_Your objective_
Restate word for word the line containing "ask: trace the" and all remaining lines of the entries below.

[Dataset excerpts]

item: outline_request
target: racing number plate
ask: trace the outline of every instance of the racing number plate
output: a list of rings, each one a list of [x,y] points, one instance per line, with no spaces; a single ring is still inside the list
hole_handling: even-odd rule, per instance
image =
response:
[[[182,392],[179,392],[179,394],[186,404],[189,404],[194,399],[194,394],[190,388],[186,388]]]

_Solution_
ask: trace the outline of every instance of the racing number plate
output: a list of rings, each one a list of [x,y] points, one instance per line, with no spaces; a single ring is still inside the list
hole_handling: even-odd rule, per instance
image =
response:
[[[182,392],[179,392],[179,394],[186,404],[189,404],[194,399],[194,394],[190,388],[186,388]]]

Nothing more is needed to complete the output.